Brano da leggere:
══════

Ci sono legami nel calcio che superano la semplice condivisione del campo e diventano intrecci di vita, fili invisibili che uniscono destini e generazioni. Per Roberto Donadoni, Eugenio Perico non è stato solo un collega, ma un punto di riferimento familiare, un fratello maggiore che lo ha accolto e guidato. Dall'attuale panchina dello Spezia, Donadoni affida a L'Eco di Bergamo un ricordo intimo, fatto di pranzi casalinghi, coincidenze sorprendenti e lavori manuali finiti in risate che risuonano ancora oggi.

PASTA AL POMODORO E GENEROSITÀ – «Mi piace pensare a tutto quello che è stato per me – confida Donadoni con dolcezza – era una persona di cuore. Quando avevamo il doppio allenamento mangiavo a casa sua e sua mamma ci cucinava la pasta saltata al pomodoro con grande disponibilità». In quei momenti semplici si cementava un rapporto basato su valori solidi: «Eugenio aveva una generosità e un impegno che sopperivano a tutto». Destini che si rincorrono: «A Cagliari ho allenato suo figlio Gabriele e scopro che nel 1971 Eugenio era allo Spezia, dove sono adesso io. Fili di vita che si intrecciano».

══════

Materiale fornito:

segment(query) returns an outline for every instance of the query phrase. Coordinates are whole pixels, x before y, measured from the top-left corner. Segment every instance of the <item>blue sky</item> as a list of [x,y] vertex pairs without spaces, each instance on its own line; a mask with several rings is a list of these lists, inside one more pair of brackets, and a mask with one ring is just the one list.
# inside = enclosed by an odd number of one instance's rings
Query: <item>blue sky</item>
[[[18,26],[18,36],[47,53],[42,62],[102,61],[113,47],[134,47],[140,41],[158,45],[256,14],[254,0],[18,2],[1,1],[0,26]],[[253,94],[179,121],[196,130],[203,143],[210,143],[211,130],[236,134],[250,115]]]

══════

Esercizio assegnato 1: Riproduci fedelmente il passo del brano su Donadoni e Perico che va da "Ci sono legami" fino a "risuonano ancora oggi." compreso.
Esercizio assegnato 2: Elenca tutte le persone che il brano indica per nome.
Esercizio assegnato 3:
Rispondi in base al brano:
(a) A quale giornale Donadoni affida il suo ricordo?
(b) Che cosa cucinava la mamma di Eugenio nei giorni di doppio allenamento?
(c) In quale anno Eugenio era allo Spezia?
I dati riportati sono materiale a sé, distinto dal brano.

Risposta 1:
Ci sono legami nel calcio che superano la semplice condivisione del campo e diventano intrecci di vita, fili invisibili che uniscono destini e generazioni. Per Roberto Donadoni, Eugenio Perico non è stato solo un collega, ma un punto di riferimento familiare, un fratello maggiore che lo ha accolto e guidato. Dall'attuale panchina dello Spezia, Donadoni affida a L'Eco di Bergamo un ricordo intimo, fatto di pranzi casalinghi, coincidenze sorprendenti e lavori manuali finiti in risate che risuonano ancora oggi.

Risposta 2:
Roberto Donadoni
Eugenio Perico
Gabriele

Risposta 3:
(a) A L'Eco di Bergamo.
(b) La pasta saltata al pomodoro.
(c) Nel 1971.